#### [Description of the task]
Give the records from the line containing "yellow crescent moon decoration -> point" through the end as a Markdown table with the columns Row and Line, one line per row, skipping blank lines.

#### [Available records]

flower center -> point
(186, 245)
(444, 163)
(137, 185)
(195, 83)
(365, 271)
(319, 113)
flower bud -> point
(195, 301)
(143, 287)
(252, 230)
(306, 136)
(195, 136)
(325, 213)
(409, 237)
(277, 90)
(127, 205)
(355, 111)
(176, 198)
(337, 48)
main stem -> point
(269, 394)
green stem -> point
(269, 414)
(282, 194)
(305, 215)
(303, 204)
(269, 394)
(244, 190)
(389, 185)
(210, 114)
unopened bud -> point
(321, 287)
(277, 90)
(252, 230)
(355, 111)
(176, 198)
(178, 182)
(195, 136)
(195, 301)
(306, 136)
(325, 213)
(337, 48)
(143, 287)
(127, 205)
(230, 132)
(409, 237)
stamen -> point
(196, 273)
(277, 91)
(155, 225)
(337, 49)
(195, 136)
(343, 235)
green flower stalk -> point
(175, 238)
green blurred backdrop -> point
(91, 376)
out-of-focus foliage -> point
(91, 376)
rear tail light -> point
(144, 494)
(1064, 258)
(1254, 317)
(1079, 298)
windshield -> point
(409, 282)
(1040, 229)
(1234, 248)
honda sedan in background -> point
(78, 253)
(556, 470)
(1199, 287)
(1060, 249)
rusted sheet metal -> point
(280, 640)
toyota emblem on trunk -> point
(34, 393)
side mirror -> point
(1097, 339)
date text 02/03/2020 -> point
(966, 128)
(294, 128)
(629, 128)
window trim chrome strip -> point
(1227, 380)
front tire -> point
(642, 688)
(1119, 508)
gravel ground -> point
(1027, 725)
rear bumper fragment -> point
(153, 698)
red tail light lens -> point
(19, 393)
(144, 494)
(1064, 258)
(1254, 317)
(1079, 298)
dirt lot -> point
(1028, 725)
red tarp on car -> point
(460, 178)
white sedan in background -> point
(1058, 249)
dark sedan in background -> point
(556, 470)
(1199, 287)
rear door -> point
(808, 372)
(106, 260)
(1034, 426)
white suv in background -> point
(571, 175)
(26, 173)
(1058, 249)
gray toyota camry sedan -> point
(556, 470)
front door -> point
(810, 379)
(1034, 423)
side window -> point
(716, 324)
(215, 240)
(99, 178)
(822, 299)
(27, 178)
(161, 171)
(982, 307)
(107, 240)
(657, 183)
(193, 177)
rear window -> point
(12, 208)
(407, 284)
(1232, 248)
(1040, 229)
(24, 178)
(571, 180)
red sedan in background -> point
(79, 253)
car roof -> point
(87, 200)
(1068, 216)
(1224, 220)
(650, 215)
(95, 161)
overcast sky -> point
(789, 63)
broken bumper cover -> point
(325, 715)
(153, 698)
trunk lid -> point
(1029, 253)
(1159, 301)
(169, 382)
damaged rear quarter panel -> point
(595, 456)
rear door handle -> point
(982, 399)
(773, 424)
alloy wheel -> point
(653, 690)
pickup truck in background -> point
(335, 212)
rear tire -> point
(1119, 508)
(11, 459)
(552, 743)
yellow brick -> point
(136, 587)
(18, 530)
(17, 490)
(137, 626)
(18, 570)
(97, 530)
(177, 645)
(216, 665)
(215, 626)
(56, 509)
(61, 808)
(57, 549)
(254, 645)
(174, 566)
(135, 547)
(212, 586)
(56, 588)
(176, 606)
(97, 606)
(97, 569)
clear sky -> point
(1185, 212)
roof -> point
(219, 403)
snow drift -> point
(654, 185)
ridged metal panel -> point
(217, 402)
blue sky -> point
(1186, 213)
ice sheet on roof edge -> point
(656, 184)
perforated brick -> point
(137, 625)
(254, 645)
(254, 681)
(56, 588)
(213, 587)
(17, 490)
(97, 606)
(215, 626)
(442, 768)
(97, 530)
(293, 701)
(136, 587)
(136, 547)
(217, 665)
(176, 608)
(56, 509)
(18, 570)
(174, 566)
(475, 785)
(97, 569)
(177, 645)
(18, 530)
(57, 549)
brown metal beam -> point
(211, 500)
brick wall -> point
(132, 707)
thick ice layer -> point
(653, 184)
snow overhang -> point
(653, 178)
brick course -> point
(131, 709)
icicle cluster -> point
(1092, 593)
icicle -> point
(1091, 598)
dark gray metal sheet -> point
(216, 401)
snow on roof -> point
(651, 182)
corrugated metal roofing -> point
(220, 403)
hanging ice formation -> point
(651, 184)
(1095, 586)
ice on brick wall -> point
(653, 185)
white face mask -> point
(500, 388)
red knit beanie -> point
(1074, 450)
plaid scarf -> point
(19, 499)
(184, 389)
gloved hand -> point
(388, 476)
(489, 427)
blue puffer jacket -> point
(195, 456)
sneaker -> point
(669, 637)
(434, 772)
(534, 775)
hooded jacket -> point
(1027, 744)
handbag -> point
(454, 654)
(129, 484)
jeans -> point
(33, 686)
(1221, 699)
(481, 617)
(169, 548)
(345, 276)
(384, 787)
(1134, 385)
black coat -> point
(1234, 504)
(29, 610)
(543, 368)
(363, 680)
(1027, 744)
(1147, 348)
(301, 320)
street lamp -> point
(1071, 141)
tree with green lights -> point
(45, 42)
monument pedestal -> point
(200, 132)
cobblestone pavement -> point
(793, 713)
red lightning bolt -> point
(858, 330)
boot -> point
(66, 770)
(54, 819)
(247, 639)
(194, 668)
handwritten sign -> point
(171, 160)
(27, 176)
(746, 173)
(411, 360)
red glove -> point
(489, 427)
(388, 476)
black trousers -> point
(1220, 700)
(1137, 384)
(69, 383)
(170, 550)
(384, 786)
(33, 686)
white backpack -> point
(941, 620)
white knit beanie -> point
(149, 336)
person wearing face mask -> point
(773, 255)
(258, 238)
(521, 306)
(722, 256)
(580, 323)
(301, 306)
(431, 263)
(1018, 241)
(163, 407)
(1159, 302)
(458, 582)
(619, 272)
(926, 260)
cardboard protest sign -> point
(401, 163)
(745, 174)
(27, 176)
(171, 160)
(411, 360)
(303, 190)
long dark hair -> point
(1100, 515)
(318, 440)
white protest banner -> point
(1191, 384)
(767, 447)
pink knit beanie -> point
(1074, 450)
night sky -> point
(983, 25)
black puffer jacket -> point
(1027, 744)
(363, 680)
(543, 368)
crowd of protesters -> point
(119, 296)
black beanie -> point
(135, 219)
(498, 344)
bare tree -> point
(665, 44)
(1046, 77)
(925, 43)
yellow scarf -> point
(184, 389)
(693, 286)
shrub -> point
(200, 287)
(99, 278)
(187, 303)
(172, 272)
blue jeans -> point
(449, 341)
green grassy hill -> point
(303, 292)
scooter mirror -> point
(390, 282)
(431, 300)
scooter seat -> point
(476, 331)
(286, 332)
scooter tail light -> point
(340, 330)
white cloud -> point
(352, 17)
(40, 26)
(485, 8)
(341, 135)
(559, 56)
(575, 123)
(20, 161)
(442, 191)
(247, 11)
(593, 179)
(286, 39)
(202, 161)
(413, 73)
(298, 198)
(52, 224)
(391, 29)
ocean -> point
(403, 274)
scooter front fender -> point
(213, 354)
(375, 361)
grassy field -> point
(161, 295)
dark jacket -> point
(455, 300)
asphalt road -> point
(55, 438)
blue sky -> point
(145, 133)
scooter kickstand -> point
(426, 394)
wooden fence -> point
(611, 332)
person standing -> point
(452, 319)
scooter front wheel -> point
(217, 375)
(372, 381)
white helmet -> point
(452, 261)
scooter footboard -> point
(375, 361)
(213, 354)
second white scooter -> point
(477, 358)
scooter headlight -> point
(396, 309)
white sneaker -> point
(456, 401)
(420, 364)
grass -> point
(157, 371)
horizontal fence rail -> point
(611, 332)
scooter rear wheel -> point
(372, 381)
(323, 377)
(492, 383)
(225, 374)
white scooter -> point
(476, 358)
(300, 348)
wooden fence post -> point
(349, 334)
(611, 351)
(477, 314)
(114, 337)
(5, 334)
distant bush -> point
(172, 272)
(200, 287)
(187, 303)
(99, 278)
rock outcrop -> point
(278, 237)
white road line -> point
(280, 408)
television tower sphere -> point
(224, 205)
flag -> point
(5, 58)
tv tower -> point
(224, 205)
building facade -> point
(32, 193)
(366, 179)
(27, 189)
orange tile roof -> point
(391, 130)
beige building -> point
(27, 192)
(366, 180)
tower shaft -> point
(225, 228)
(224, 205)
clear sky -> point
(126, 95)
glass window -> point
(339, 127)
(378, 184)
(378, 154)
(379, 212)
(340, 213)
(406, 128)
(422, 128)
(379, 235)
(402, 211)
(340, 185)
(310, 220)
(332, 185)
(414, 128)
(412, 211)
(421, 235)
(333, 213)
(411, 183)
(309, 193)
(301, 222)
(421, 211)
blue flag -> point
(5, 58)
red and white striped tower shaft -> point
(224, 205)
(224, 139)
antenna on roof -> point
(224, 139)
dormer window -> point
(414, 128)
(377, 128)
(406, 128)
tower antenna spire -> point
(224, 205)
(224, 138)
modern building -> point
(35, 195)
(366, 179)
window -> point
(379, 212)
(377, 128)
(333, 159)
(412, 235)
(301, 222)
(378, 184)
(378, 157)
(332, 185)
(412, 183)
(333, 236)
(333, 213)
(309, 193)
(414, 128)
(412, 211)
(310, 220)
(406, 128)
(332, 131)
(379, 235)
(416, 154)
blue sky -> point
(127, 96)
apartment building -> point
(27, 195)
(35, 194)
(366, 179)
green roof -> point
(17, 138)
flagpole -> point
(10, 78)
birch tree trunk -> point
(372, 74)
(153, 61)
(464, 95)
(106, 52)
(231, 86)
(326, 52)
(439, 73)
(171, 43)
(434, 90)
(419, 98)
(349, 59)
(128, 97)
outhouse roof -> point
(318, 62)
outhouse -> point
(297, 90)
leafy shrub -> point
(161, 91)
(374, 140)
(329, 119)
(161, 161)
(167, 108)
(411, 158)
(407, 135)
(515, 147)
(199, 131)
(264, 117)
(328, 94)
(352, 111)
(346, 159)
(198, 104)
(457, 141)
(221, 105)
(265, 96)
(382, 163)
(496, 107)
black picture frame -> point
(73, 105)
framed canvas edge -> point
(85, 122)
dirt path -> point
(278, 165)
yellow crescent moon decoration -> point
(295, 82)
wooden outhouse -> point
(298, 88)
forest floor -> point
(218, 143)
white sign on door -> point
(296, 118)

#### [Solution to this exercise]
| Row | Line |
|---|---|
| 1 | yellow crescent moon decoration -> point |
| 2 | (295, 82) |
| 3 | wooden outhouse -> point |
| 4 | (298, 88) |
| 5 | forest floor -> point |
| 6 | (218, 143) |
| 7 | white sign on door -> point |
| 8 | (296, 118) |